Instruction: Please add -65 to every coordinate in the answers and write out again every line from the first one through the line containing "125), (212, 140)]]", leaving out the picture.

Stored data:
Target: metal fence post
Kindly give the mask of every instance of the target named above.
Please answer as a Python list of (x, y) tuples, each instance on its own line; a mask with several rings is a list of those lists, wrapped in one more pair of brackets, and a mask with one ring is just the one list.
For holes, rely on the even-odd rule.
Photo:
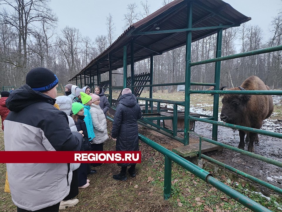
[(177, 105), (173, 104), (173, 119), (172, 122), (172, 130), (173, 136), (177, 135)]
[(127, 48), (123, 46), (123, 89), (126, 88), (127, 80)]
[[(187, 28), (192, 28), (192, 2), (189, 3), (187, 13)], [(189, 119), (190, 110), (190, 90), (191, 82), (191, 46), (192, 43), (192, 32), (188, 32), (186, 34), (186, 51), (185, 70), (185, 105), (184, 110), (184, 145), (189, 144)]]
[[(220, 26), (222, 25), (220, 24)], [(217, 30), (217, 38), (216, 40), (216, 57), (221, 57), (221, 47), (222, 40), (222, 29), (219, 29)], [(214, 74), (214, 82), (216, 84), (214, 87), (214, 90), (219, 90), (219, 81), (220, 78), (220, 61), (215, 63), (215, 70)], [(218, 119), (218, 105), (219, 102), (219, 94), (214, 95), (214, 120), (217, 121)], [(217, 140), (217, 125), (212, 125), (212, 140)]]
[(166, 200), (170, 197), (171, 193), (171, 160), (165, 156), (164, 198)]

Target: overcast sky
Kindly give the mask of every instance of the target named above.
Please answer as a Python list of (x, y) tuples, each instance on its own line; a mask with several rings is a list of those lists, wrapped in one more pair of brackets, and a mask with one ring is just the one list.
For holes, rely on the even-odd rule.
[[(143, 0), (143, 2), (145, 0)], [(148, 0), (152, 13), (162, 6), (163, 0)], [(281, 0), (225, 0), (236, 10), (252, 20), (248, 24), (258, 25), (263, 30), (265, 39), (270, 36), (269, 24), (282, 8)], [(68, 25), (79, 29), (83, 36), (94, 40), (97, 35), (107, 33), (106, 17), (112, 14), (117, 38), (123, 32), (123, 14), (128, 4), (135, 2), (137, 11), (142, 10), (140, 1), (134, 0), (51, 0), (50, 7), (59, 19), (58, 33)], [(79, 2), (79, 3), (78, 3)]]

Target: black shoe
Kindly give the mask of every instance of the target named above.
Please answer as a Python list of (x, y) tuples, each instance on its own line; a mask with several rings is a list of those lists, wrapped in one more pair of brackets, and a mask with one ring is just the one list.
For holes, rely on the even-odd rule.
[(134, 177), (136, 176), (136, 173), (135, 173), (135, 169), (132, 169), (131, 167), (128, 169), (127, 171), (129, 175), (131, 177)]
[(125, 173), (121, 172), (119, 174), (113, 175), (113, 177), (116, 180), (121, 180), (122, 181), (124, 181), (127, 180), (126, 172)]
[(95, 169), (93, 169), (91, 170), (90, 172), (87, 174), (93, 174), (95, 173), (97, 171)]

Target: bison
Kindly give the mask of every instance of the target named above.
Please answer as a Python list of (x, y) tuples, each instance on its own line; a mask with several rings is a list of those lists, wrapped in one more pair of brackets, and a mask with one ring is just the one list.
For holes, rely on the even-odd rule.
[[(225, 87), (227, 87), (227, 86), (222, 86), (221, 88), (220, 88), (220, 89), (219, 90), (223, 90), (223, 89)], [(214, 86), (211, 86), (208, 89), (207, 89), (207, 90), (214, 90)], [(219, 96), (221, 96), (222, 95), (222, 94), (219, 94)], [(212, 95), (213, 96), (214, 94), (212, 94)]]
[[(239, 87), (231, 90), (267, 90), (269, 87), (257, 77), (251, 76)], [(222, 100), (222, 108), (220, 117), (224, 122), (259, 129), (264, 120), (268, 118), (273, 111), (273, 101), (271, 95), (225, 94)], [(238, 148), (244, 150), (244, 139), (249, 143), (248, 151), (254, 152), (254, 143), (259, 144), (257, 133), (239, 130), (240, 142)]]

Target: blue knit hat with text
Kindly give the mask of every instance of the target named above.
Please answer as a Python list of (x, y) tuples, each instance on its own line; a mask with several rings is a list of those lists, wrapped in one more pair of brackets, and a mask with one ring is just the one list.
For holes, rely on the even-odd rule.
[(26, 75), (26, 82), (33, 90), (44, 92), (56, 86), (59, 82), (57, 76), (46, 68), (31, 69)]

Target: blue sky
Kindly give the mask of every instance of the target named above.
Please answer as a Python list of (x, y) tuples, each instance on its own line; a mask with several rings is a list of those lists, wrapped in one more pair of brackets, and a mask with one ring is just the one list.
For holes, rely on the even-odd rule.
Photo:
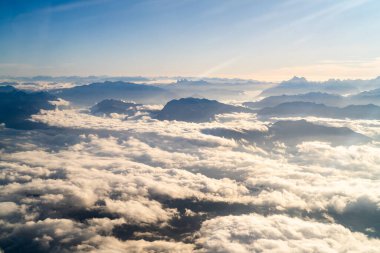
[(380, 75), (377, 0), (0, 1), (0, 75)]

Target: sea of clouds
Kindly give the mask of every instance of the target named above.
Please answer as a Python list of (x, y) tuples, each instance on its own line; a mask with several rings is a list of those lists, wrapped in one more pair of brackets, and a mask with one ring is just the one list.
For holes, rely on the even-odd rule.
[(378, 252), (380, 121), (371, 142), (274, 143), (205, 134), (267, 131), (255, 114), (213, 122), (42, 111), (45, 130), (0, 128), (5, 252)]

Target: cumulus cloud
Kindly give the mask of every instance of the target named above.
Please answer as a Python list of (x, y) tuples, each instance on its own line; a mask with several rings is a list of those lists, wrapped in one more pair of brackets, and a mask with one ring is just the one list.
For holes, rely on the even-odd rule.
[(380, 241), (329, 223), (283, 215), (226, 216), (203, 223), (201, 252), (376, 252)]
[[(97, 117), (73, 109), (43, 111), (33, 119), (52, 128), (0, 129), (5, 252), (379, 247), (376, 141), (279, 142), (268, 150), (202, 133), (220, 127), (268, 130), (269, 122), (249, 113), (201, 124), (147, 115)], [(375, 121), (350, 124), (378, 133)]]

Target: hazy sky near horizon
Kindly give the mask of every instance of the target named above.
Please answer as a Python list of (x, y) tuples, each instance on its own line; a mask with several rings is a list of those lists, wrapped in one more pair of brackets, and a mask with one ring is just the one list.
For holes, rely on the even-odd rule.
[(0, 1), (0, 75), (380, 75), (380, 1)]

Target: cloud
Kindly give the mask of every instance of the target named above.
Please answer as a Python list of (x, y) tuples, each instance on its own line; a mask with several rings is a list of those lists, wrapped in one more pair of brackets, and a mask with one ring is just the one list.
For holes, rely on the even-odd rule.
[[(321, 245), (328, 252), (345, 241), (363, 251), (379, 244), (377, 142), (263, 150), (202, 133), (267, 131), (269, 122), (245, 113), (201, 124), (71, 109), (33, 119), (56, 128), (0, 129), (5, 252), (25, 245), (36, 252), (302, 252)], [(350, 124), (377, 132), (375, 121)]]
[(376, 252), (378, 240), (336, 224), (283, 215), (226, 216), (203, 223), (200, 252)]

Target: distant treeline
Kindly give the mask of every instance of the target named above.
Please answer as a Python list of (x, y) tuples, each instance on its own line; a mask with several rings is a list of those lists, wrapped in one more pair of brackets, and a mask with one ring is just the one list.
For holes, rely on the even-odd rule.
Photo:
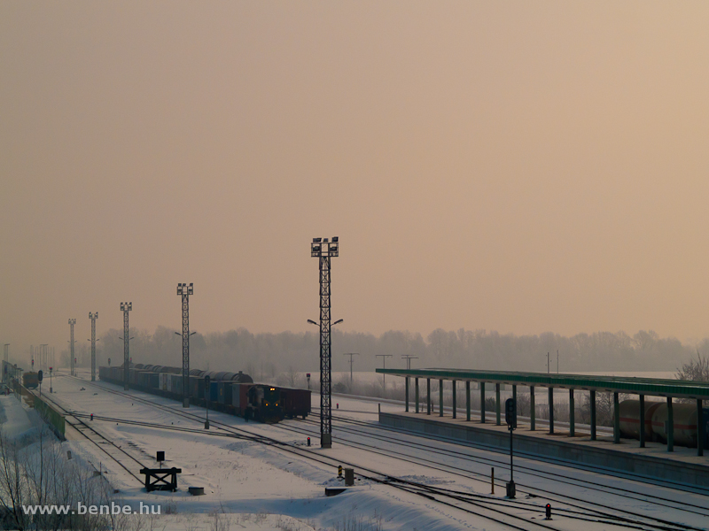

Exercise answer:
Target: metal fence post
Kindly give the mask of every instance of the target named above.
Please answer as a Python list of (x, y) tuples, each instance on its own line; a mask with several rings is a list of those lists, wrapped in one more pair of brackets, and a mask with one ring is just the one list.
For holes, rely on the even-odd rule.
Photo:
[(112, 40), (108, 39), (108, 54), (107, 57), (107, 65), (108, 71), (112, 70)]
[(62, -17), (58, -19), (58, 24), (61, 23), (62, 15)]
[[(122, -37), (127, -37), (127, -63), (124, -62), (122, -52)], [(124, 54), (125, 45), (125, 25), (126, 17), (126, -19), (127, -22), (127, -33), (123, -33), (121, -31), (121, -14), (120, 5), (120, 40), (119, 45), (119, 80), (124, 79)]]
[[(155, -39), (157, -40), (155, -41)], [(152, -35), (152, -27), (151, -25), (151, -8), (156, -8), (156, -18), (157, -25), (157, -36), (154, -36)], [(149, 9), (149, 17), (151, 19), (149, 22), (149, 25), (154, 25), (154, 16), (155, 13), (155, -4), (150, -2), (150, 5)], [(153, 54), (153, 40), (154, 37), (154, 29), (149, 30), (149, 55), (152, 56)], [(152, 75), (152, 60), (147, 60), (147, 75)]]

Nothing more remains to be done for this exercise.